УСЛОВИЯ ЗАДАНИЙ >>
1. Изложите в двух предложениях основное содержание текста о потере себя.
2. Напишите продолжение текста о потере себя, начав сразу после его последнего предложения.

Очевидно, что в этих речевых выражениях просматривается описание некоего явления, которое зоркий взгляд русского человека рассмотрел внутри самого себя. Подмена, которая выражается в смене поведения, в действительности является сменой личности. Та личность, которую ты знал, куда-то ушла и находится вне знакомого тела. Поскольку мы постоянно путаем, что считать человеком – знакомое тело или его наполнение, – мы и говорим: не в себе. Подразумевая, что в этом теле нет прежнего человека.
Но когда мы начинаем вглядываться в то, что осталось, то мы понимаем, что сумасшедший стал как другой человек. И тогда мы замечаем, что у него «другой ум», не такой, какой мы знали. С прежнего он ушел, либо прежний ум ушел вместе с прежним человеком.
В моем описании это звучит как полная потеря прежнего. Но как раз полные потери былого ума и не являются сейчас для меня важными. Это действительно психиатрический случай, с которым сам человек не справится, поскольку его действительно нет. Справляться некому.
Я говорю о тех отклонениях от обычного способа думать и вести себя, про которые можно сказать: меня как понесло. Или: не знаю, что на меня нашло. Это довольно частое явление, когда мы на какое-то время теряем осознавание и не управляем собой. А очнувшись, жалеем о сделанном или сказанном. Такие потери себя тоже являются своеобразными сумасшествиями, поскольку мы явно сходим с привычного ума и действуем как по чужой воле.
Все такие сумасшествия вполне доступны для лечения и убираются кресением. То есть выжигаются внутренним огнем, кресом, который омолаживает и возвращает к жизни. Но меня сейчас эти случаи не интересуют. Я рассказываю о них лишь затем, чтобы показать: их природа такова, что вы не можете им сопротивляться и сдерживаться, потому что на какое-то время вас втягивает в чужой ум. Бороться с этим несложно, но после того, как выходишь из этого состояния.
В этой работе меня интересуют те случаи, когда вы остаетесь в себе, видите, как на вас находит, все осознаете, боретесь, но не можете сдержаться, потому что нахлынувшее затопляет вас всецело и полностью захватывает. Как устроен такой вид помех?

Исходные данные
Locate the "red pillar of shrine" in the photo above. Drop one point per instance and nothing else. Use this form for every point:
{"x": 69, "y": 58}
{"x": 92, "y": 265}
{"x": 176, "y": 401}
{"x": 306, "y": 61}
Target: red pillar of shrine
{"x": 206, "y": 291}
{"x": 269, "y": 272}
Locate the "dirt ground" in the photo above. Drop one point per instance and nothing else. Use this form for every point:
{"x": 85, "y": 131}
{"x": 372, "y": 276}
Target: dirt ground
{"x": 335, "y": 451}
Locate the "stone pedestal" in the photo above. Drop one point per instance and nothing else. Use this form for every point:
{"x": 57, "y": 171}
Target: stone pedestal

РЕЗУЛЬТАТЫ ВЫПОЛНЕНИЯ >>
1. В тексте сумасшествие описывается как подмена личности: прежний человек и его ум словно уходят из знакомого тела, а на их месте оказывается «другой ум». Автора интересуют не полные потери ума и не те случаи, когда человека на какое-то время втягивает в чужой ум и которые убираются кресением, а такие, когда человек всё осознаёт и борется, но не может сдержаться, потому что нахлынувшее полностью его захватывает.

2.
Начну с простого описания происходящего, то есть с того, что с очевидностью наблюдаемо. Во-первых, все подобные приступы случаются, когда вас что-то возмущает. И это что-то вы рассматриваете как живое, думающее и имеющее волю, то есть совершающее поступки по выбору. Воля эта для вас чаще всего злая, хотя это вовсе не обязательно. Нахлынуть могут и добрые чувства. Просто плохое занимает нас больше и сильнее портит жизнь. А мы пока заняты убиранием помех и возвращением жизненной силы. Воскресение – это именно возвращение своей жизненной силы.
Следовательно, мы можем говорить о том, что в этом явлении всегда есть Я и есть Некто, кто своими намеренными действиями вызывает мое возмущение. Обратите внимание: нас не возмущает плохая погода или ширина реки, которую надо переплыть. Они могут нас расстраивать, но возмущаться не на кого. Для возмущения нужна другая личность, которая намеренно мне мешает.
Намеренность эта, правда, особой природы. Допустим кто-то помешал вам, скажем, перебежав дорогу, так что вам пришлось резко тормозить или прилагать усилие. Вы возмущаетесь, хотя человек и не собирался вам вредить. Он всего лишь не подумал о вас. А мог бы! И вы возмущаетесь: этот идиот и вам мог бы навредить и сам бы получил повреждения от вас, хотя вы были бы совершенно не виноваты. Но этот сбой вашей жизни не должен был бы состояться, если бы тот человек дал себе труд думать.
Вот это определяет предмет нашего возмущения. Возмущение может вызывать только другой разум, действительный или предполагаемый. Более того, возмущаться способны только разумные существа. Животные не возмущаются. Они либо нападают, либо убегают. А вот приматы уже способны на возмущение.